[Exercise data]:
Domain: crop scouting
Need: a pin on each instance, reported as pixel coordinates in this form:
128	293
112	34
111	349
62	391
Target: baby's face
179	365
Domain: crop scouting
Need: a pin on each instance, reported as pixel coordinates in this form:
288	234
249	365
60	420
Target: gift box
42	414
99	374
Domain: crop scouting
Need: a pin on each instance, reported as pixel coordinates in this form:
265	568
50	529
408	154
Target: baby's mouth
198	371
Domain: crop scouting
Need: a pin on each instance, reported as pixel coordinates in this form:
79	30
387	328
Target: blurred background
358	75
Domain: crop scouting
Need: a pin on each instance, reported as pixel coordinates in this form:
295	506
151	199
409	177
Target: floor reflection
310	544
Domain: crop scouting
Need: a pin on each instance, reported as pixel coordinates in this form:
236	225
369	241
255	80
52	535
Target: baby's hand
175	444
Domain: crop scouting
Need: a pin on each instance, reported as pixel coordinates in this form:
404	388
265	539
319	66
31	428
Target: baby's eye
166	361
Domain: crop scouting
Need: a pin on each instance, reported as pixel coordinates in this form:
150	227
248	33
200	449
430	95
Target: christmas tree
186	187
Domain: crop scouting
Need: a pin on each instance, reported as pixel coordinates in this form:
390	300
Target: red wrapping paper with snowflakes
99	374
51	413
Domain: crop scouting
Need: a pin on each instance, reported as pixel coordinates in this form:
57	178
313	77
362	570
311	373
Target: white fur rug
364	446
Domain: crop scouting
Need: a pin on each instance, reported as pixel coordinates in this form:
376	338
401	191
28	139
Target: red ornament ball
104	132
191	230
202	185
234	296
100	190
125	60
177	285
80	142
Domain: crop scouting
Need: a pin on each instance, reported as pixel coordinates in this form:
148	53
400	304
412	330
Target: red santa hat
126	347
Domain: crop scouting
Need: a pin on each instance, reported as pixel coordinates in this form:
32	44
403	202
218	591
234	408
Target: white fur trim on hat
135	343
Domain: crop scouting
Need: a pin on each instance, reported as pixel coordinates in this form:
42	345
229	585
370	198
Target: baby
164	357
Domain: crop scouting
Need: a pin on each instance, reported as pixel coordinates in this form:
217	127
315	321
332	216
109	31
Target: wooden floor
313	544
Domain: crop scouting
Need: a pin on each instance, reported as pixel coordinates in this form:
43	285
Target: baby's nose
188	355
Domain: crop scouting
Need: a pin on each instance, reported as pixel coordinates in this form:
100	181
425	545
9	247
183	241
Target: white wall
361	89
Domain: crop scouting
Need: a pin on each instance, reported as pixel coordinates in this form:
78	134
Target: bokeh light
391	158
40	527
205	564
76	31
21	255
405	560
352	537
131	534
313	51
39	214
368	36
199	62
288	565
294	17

[Instructions to follow]:
Make an exact copy of the records.

[Answer in full]:
Domain: crop scouting
Need: a pin on each instance, reported as pixel coordinates in this form:
128	293
112	34
111	349
62	391
Target: baby's face
179	365
Domain: crop scouting
Need: a pin on each instance, reported as pixel coordinates in this form:
288	234
249	365
60	420
Target: gift box
42	414
99	374
Domain: crop scouting
Need: a pin on each instance, reported as pixel coordinates in this form:
265	568
50	529
408	154
Target: baby's mouth
198	371
Domain: crop scouting
Need: a pin on each instance, reported as pixel coordinates in this form:
79	30
387	328
Target: blurred background
358	75
Domain: crop scouting
Need: a pin on each instance, reported as pixel coordinates in this form:
295	506
151	199
409	177
Target: floor reflection
310	544
Domain: crop scouting
Need: a pin on each instance, reported as pixel coordinates in this form:
236	225
369	241
255	80
52	535
Target: baby's hand
175	444
Domain: crop scouting
Need: a pin on each instance, reported as pixel coordinates in this form:
404	388
265	539
319	66
31	428
Target: baby's eye
166	361
Domain: crop scouting
Need: a pin on each instance, reported as pixel coordinates in this form:
150	227
248	33
200	449
430	95
Target: christmas tree
186	187
Domain: crop scouting
Need: a pin on each instance, reported as pixel coordinates in this form:
390	300
Target: red wrapping paper with snowflakes
99	374
51	413
Domain: crop scouting
Need: a pin on each instance, reported as pixel coordinates in this form:
57	178
313	77
362	570
311	373
Target: white fur rug
364	446
Domain: crop scouting
Need: a pin on each instance, reported as pixel coordinates in this form:
376	338
401	191
28	139
Target: red ornament ball
104	132
191	230
202	185
234	296
100	190
125	60
177	285
80	142
Domain: crop scouting
Need: a pin on each instance, reported as pixel coordinates in this form:
148	53
400	304
412	330
Target: red santa hat
126	347
Domain: crop scouting
Need: a pin on each instance, reported as pixel coordinates in this form:
32	44
403	202
218	591
234	408
Target: white fur trim on hat
135	343
Domain: crop scouting
Need: a pin on each instance, reported as pixel coordinates in this form:
42	345
229	585
370	198
Target: baby
164	357
Domain: crop scouting
Need: a pin on each instance, reported as pixel coordinates in this form:
217	127
315	321
332	216
109	31
Target: wooden floor
313	544
Domain: crop scouting
Need: a pin on each instance, reported as pixel coordinates in this form:
43	285
Target: baby's nose
188	355
Domain: crop scouting
Need: a pin on each instance, reported as pixel coordinates in this form:
100	181
425	545
9	247
183	241
Target: white wall
361	89
Domain: crop scouting
Need: a pin on each instance, reported as pixel coordinates in this form:
78	134
Target: bokeh light
391	158
40	527
205	564
76	31
21	255
405	560
352	537
131	534
313	51
39	214
368	36
199	62
288	565
294	17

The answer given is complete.